[Opening TASK INPUTS section]

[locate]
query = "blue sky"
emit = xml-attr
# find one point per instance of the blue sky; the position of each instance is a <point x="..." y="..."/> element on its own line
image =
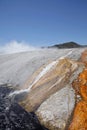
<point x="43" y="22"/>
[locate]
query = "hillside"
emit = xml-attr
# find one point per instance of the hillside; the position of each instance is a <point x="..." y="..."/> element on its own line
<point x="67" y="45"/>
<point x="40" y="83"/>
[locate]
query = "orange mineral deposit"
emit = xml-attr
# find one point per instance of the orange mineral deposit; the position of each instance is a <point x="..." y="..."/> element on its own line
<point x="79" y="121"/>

[Closing TASK INPUTS section]
[Opening TASK INPUTS section]

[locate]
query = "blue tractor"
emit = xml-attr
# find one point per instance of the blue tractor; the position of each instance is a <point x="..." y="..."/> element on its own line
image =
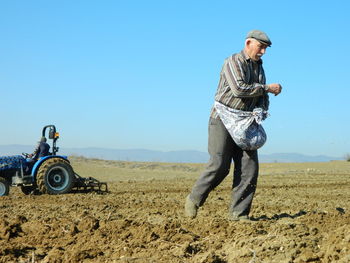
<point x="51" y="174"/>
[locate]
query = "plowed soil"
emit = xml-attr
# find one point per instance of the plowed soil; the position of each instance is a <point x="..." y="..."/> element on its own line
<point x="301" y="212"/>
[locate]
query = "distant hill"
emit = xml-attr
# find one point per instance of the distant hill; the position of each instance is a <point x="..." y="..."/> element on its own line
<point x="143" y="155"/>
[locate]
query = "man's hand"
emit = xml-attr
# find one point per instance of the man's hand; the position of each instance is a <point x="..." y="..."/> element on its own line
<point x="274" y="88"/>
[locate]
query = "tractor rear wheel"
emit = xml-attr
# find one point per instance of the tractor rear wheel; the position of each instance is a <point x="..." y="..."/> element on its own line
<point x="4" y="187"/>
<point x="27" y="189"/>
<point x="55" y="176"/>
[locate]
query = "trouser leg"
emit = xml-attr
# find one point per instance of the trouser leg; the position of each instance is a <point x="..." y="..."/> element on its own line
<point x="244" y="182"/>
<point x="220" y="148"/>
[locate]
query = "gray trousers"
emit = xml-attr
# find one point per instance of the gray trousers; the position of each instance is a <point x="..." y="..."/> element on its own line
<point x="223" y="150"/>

[Closing TASK INPUTS section]

**TASK INSTRUCTIONS**
Only lines that include "blue" are counted here. Give their number for the records above and add nothing.

**EXPECTED OUTPUT**
4